Work instructions
Transcribe the rows below word for word. Begin at the line that contains "Please tag the white" and continue through the end of the rows.
:: Dataset extract ::
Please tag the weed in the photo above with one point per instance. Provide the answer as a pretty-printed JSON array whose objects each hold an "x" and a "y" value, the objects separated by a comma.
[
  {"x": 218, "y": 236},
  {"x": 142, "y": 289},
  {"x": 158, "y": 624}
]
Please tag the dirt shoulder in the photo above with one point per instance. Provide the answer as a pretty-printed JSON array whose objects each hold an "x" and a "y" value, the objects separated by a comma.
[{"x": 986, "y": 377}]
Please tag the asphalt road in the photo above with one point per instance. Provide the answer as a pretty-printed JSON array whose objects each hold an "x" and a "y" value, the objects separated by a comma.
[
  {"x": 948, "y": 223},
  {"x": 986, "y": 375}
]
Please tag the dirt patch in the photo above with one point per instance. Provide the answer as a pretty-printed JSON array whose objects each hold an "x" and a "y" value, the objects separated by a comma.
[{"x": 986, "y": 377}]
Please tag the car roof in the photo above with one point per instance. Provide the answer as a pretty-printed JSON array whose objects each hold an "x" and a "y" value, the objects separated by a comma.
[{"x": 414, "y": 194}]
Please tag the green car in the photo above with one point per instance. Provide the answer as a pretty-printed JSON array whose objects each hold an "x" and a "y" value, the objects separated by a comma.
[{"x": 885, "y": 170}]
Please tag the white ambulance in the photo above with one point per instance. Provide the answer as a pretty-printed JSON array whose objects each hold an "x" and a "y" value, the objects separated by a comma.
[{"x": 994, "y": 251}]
:::
Exercise result
Please tag the white ambulance in the photo above with one point per instance. Provide the answer as a pretty-printed JSON array whose objects each hold an "x" and a "y" value, the objects separated by a comma.
[{"x": 994, "y": 251}]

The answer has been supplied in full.